- **To be done**:
Gather each line of the data below that contains the string "jacket" and copy those lines in full. Treat uppercase and lowercase letters as different.

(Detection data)
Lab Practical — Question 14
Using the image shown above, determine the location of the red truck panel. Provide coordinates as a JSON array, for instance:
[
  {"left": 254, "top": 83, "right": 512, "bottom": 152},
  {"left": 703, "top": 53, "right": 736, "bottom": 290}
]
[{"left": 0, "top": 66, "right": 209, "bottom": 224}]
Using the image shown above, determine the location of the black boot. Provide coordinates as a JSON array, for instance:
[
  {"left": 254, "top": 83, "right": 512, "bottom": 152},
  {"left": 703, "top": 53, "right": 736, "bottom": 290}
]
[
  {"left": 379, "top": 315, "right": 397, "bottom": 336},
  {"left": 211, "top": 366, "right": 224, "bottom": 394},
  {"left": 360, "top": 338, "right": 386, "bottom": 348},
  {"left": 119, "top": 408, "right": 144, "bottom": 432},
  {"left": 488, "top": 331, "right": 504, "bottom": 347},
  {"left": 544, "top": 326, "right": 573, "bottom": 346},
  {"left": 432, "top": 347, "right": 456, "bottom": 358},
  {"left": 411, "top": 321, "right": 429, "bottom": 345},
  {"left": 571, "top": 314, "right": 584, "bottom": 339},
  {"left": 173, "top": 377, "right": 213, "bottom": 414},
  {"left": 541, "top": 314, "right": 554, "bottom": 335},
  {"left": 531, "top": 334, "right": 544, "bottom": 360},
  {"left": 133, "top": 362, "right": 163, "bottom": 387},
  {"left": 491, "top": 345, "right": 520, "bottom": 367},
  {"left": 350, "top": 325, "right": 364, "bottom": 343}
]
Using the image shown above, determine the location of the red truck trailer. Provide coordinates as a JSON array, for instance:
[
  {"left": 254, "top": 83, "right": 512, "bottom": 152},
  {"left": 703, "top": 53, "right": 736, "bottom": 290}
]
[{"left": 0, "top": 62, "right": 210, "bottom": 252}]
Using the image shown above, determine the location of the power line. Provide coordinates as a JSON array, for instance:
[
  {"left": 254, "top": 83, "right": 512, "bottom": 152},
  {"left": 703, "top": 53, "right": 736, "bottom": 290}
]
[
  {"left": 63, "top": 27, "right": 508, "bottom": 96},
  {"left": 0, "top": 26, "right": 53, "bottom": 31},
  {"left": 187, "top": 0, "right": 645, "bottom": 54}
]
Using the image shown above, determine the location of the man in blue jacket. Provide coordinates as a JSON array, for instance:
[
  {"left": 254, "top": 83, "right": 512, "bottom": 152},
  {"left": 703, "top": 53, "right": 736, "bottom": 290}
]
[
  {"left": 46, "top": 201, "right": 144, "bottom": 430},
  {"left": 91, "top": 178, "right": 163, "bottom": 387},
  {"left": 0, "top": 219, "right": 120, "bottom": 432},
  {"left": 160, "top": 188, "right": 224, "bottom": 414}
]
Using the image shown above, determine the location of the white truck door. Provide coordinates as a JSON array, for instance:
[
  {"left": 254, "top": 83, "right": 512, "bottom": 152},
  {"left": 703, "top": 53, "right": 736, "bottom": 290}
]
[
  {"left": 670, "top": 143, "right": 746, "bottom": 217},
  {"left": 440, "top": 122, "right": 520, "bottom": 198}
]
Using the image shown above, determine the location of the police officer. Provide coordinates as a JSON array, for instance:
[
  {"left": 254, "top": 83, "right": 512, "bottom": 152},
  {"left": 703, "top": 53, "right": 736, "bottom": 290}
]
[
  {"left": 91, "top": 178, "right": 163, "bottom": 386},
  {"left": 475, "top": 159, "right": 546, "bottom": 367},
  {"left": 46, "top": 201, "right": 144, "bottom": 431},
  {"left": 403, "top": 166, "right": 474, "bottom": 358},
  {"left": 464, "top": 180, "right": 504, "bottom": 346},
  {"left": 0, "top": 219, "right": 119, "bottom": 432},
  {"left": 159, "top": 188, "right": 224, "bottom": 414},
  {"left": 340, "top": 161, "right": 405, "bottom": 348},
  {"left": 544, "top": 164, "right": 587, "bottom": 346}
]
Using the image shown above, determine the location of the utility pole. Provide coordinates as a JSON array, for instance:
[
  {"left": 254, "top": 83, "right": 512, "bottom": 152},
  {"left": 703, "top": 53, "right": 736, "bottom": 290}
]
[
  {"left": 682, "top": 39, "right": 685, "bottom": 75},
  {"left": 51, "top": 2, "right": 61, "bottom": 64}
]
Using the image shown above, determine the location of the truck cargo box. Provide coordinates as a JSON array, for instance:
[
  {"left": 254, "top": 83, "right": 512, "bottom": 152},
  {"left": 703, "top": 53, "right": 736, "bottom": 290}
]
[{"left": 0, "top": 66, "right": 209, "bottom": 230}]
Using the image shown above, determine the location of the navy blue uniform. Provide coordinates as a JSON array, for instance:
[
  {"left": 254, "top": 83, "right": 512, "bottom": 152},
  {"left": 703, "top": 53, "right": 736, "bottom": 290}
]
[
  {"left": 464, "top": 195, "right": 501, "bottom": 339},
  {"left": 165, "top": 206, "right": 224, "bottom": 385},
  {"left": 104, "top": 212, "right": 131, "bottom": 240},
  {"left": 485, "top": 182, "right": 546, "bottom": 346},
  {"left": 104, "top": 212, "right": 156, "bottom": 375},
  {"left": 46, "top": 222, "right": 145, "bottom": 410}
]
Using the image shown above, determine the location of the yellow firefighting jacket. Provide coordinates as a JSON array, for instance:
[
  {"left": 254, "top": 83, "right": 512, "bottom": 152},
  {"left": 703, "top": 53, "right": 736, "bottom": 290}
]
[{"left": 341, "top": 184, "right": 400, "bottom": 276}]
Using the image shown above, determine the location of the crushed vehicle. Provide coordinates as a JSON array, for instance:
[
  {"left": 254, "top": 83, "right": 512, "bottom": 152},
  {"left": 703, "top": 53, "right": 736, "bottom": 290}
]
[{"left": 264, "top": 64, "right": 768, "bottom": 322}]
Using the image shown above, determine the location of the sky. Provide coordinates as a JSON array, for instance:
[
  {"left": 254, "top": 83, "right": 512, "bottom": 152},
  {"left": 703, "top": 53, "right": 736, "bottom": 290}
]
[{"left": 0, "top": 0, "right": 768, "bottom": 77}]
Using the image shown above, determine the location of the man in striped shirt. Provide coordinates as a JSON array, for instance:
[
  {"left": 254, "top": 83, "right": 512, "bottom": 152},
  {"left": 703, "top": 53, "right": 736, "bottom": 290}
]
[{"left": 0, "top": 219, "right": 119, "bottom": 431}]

- **Exercise solution**:
Using the image shown above, determine the location of the man in blue jacket. Provide coordinates as a JSON array, for instance:
Using the image shown above, determine the location of the yellow firefighting jacket. Provide coordinates as a JSON array, for instance:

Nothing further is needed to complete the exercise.